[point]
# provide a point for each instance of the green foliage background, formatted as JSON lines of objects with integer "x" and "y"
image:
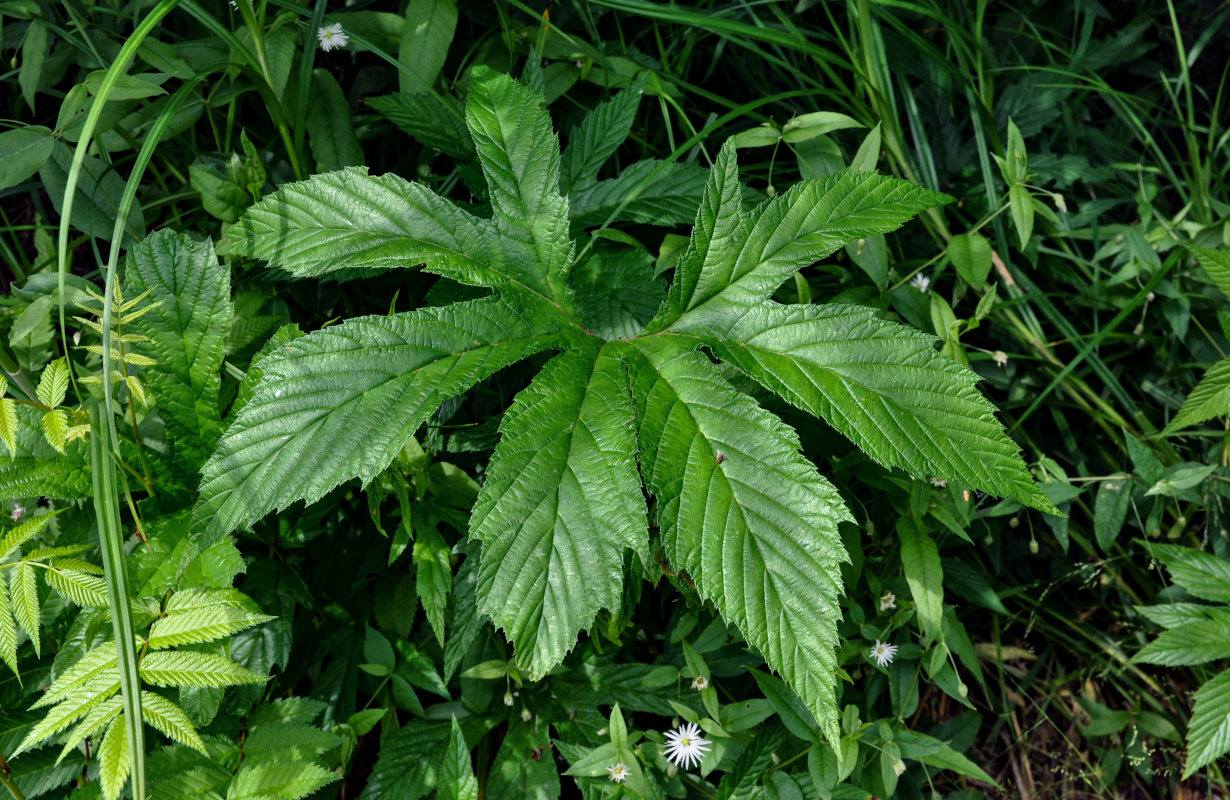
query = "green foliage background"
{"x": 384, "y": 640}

---

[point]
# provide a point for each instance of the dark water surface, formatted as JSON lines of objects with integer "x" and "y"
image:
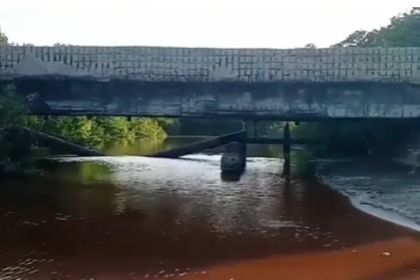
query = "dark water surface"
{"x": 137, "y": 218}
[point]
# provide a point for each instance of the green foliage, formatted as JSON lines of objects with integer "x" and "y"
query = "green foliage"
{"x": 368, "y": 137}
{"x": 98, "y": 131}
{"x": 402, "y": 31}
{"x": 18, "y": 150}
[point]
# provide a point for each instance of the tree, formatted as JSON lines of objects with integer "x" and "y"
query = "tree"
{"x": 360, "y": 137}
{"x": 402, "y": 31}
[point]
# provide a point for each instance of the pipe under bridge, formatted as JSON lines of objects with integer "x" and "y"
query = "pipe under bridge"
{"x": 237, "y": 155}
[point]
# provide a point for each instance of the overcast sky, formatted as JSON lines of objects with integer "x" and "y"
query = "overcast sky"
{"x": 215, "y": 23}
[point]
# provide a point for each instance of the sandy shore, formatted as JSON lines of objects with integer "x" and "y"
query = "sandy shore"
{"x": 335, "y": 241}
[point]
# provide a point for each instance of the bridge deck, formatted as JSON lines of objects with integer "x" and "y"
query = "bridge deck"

→ **Required task**
Which lines of the items above contain the word "overcast"? Extract each one, treating case as significant.

→ **Full answer**
# provide a point for each instance of the overcast sky, formatted as JSON lines of objects with integer "x" and "y"
query = "overcast sky"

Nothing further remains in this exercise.